Playing with the $L$ -series, we can find that $L(s, \,\chi)L(s, \, \chi\chi')= \prod_{p}\bigg(\frac{p^{2s}}{p^{2s-1}}\bigg)\prod_{p|k}\bigg(\frac{p^{2s}-1}{p^{2s}}\bigg)\sum_{f}\frac{\chi(a)}{a}+\sum_{f}\sum_{r=-\infty}^{\infty}A_{r}e^{\frac{\pi irb}{ka}}$ , where we get to the last line by expressing the sum of $f$ as a Fourier series, with $A_{r}$ being the coefficients of this sum. We then take the limit as $s$ tends to 1 to find that $L(1, \chi) L(1, \chi \chi') = \frac{\pi^{2}}{6}\prod_{p|k}\bigg(1-\frac{1}{p^{2}}\bigg)\sum_{f}\frac{\chi(a)}{a}+\sum_{f}\sum_{r=-\infty}^{\infty}A_{r}e^{\frac{\pi irb}{ka}}$ . Calculating and bounding the terms in the Fourier Series we find that for $r \neq 0$ , $|A_{r}| \leq 2r'e^{\frac{-r'}{ka}}$ , where $r'=\frac{\pi |r|}{\sqrt{d}}$ , and $A_{0}=0$ apart from when $k$ is a power of prime $p$ , when $A_{0}=\frac{-2 \pi}{k \sqrt{d}}\chi (a) \log p$ .

We now assume that $K= \mathbb{Q}(\sqrt{-d})$ has class number one. Then, by assumption, see the next addendum post, $d$ is prime and $d \equiv 3 \mod 4$ . We also take $k \equiv 1 \mod 4$ . Further, as we assume $K$ has class number 1, there is just one reduced quadratic form, $x^{2}+xy+\frac{1+d}{4}y^{2}$ with discriminant equal to $D_{K}$ . Thus we see that $\chi(a)=1$ , $a=1$ so $\sum_{f} \frac{\chi(a)}{a}=1$ . Further, as there is only one reduced quadratic form (there is only one $f$ ) we can easily see that $\sum_{f}\sum_{r=-\infty}^{\infty}A_{r}e^{\frac{\pi irb}{(ka)}}=\sum_{r=-\infty}^{\infty}A_{r}e^{\frac{\pi ir}{k}}$ .

We use this to see that under the assumption that $\mathbb{Q}(\sqrt{-d})$ has class number one, $L(1, \chi) L(1, \chi \chi')=\frac{\pi^{2}}{6}\prod_{p|k}\bigg(1-\frac{1}{p^{2}}\bigg)+\sum_{r=-\infty}^{\infty}A_{r}e^{\frac{\pi irb}{k}}.$

Finally, by considering the explicit class formula, we can see that $L(1, \chi)L(1, \chi \chi')=\frac{2 \pi \log (\epsilon_{L}) h(k) h'(k)}{k \sqrt{d}},$ where $\epsilon_{L}$ is a fundamental unit of $L$ and $h'(k)$ is the class number of $\Q(\sqrt{-dk})$.

Records of labeled points
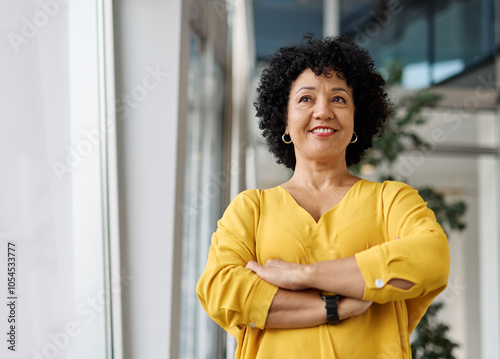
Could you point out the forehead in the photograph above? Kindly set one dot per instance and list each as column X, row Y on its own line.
column 309, row 78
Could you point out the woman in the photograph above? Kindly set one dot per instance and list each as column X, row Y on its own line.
column 327, row 265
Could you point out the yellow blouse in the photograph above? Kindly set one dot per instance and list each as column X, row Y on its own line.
column 261, row 225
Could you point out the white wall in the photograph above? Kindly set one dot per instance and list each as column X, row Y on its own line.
column 151, row 52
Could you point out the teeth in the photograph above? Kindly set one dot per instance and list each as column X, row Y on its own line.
column 323, row 130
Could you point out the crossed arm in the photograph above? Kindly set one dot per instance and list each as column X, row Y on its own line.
column 296, row 305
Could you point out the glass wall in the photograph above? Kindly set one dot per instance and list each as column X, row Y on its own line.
column 207, row 180
column 433, row 40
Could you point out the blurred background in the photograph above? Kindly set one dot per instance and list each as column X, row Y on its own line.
column 127, row 126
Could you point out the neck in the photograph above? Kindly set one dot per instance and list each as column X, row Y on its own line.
column 318, row 175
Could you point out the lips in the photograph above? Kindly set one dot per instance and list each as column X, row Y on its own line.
column 323, row 131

* [Description of the task] Resume the passage on L-series and class number one, continuing on from its final sentence.

* [Exercise output]
Putting this all together, we see that $\frac{2 \pi \log \epsilon_{k} h(k) h'(k)}{k \sqrt{d}}=\frac{\pi^{2}}{6}\prod_{p|k}\bigg(1-\frac{1}{p^{2}}\bigg)+\sum_{r=-\infty}^{\infty}A_{r}e^{\frac{\pi ir}{k}}.$ Let’s rearrange this, to get that $2 \log \epsilon_{k} h(k) h'(k)-\frac{\pi k \sqrt{d}}{6}\prod_{p|k}\bigg(1-\frac{1}{p^{2}}\bigg)=\frac{k \sqrt{d}}{\pi}\sum_{r=-\infty}^{\infty}A_{r}e^{\frac{\pi ir}{k}}.$ I promise we’re almost there now!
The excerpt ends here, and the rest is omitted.